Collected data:
--- START ---
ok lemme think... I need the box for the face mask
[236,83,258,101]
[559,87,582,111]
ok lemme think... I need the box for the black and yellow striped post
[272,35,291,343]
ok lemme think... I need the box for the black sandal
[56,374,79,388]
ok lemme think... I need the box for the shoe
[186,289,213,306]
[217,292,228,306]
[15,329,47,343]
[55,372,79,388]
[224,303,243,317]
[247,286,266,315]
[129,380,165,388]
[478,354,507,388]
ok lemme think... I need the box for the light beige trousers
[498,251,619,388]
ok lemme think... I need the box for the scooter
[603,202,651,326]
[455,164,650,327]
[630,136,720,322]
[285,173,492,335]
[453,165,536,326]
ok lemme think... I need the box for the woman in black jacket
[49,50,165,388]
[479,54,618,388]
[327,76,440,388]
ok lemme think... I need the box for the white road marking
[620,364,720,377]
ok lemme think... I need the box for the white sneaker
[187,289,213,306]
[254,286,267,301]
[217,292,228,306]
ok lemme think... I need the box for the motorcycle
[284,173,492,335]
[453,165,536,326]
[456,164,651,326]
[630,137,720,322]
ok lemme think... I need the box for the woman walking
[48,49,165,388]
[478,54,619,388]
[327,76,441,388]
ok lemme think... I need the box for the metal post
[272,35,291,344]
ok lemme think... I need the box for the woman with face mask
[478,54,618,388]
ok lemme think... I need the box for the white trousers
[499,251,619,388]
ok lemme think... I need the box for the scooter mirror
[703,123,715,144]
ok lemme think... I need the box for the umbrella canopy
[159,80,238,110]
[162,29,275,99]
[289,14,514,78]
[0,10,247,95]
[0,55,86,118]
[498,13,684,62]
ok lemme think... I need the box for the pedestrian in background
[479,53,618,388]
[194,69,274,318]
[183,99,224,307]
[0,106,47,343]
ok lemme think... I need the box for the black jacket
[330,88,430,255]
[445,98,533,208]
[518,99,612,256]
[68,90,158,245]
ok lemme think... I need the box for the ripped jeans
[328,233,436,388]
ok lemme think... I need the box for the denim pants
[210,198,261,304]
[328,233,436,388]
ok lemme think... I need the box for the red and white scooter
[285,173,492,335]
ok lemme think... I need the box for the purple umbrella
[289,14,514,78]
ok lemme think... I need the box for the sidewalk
--- END ---
**TASK INSTRUCTIONS**
Starting with the first entry and ending with the last, give all of them again unchanged.

**EXPECTED OUTPUT**
ok lemme think... I need the box for the face mask
[236,83,258,101]
[559,87,582,111]
ok lemme think... I need the box for the black and yellow striped post
[272,35,291,343]
ok lemme think... I need the box for the black sandal
[56,374,79,388]
ok lemme think... I need the box for the shoe
[186,289,213,306]
[217,292,228,306]
[15,329,47,343]
[55,372,79,388]
[224,303,243,317]
[247,286,266,315]
[129,380,165,388]
[478,354,507,388]
ok lemme think... I need the box for the light beige trousers
[498,251,619,388]
ok lemme think... I need the box for the scooter
[603,202,651,326]
[455,164,650,327]
[630,136,720,322]
[285,173,492,335]
[453,165,536,326]
ok lemme think... I need the box for the woman in black jacket
[49,50,165,388]
[479,54,618,388]
[327,76,440,388]
ok lemme think... I need the box for the white road marking
[620,364,720,377]
ok lemme think... I need the box for the white sneaker
[187,289,213,306]
[254,286,267,301]
[217,292,228,306]
ok lemme think... I need the box for the motorcycle
[284,173,492,335]
[453,165,536,326]
[456,164,651,326]
[630,137,720,322]
ok lemme think... I need the box for the woman walking
[48,49,165,388]
[478,54,619,388]
[327,76,441,388]
ok lemme think... I need the box for the metal post
[272,35,291,344]
ok lemme think... I need the box for the woman with face mask
[478,54,618,388]
ok lemme think... I need the box for the white trousers
[499,251,619,388]
ok lemme think... I need the box for the scooter mirror
[703,123,715,144]
ok lemme think... I need the box for the umbrella canopy
[159,80,238,110]
[162,29,275,99]
[289,14,514,78]
[0,10,247,95]
[0,55,86,118]
[498,13,684,62]
ok lemme think... I need the box for the pedestrian in background
[479,53,618,388]
[194,69,274,318]
[183,99,224,307]
[0,106,47,343]
ok lemme think... I need the box for the black jacket
[330,88,430,255]
[445,98,533,208]
[518,99,612,256]
[68,90,158,245]
ok lemme think... I need the box for the ripped jeans
[328,233,436,388]
ok lemme think... I need the box for the denim pants
[210,198,261,304]
[328,233,436,388]
ok lemme think... I need the box for the red and white scooter
[285,173,492,335]
ok lemme think... I need the box for the purple umbrella
[289,14,514,78]
ok lemme think... I need the box for the sidewalk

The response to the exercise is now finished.